• Task brief: Set down the records below in full, exactly as they read.
= Beginning of Section =
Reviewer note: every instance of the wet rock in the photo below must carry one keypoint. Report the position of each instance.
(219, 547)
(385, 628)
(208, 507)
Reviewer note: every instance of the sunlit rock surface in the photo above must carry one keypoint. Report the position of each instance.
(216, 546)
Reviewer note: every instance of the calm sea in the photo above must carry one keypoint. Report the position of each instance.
= End of Section =
• Solution:
Reviewer note: every instance of the wet rock in the photo below must carry one keypoint. Report the position of each instance.
(219, 547)
(385, 628)
(208, 507)
Reviewer note: every instance of the sunlit rock surface in the photo above must carry one keypoint. Report the position of each instance.
(216, 546)
Reviewer note: every instance of the calm sea in the photo above must carry one keypoint. Report the position of each instance.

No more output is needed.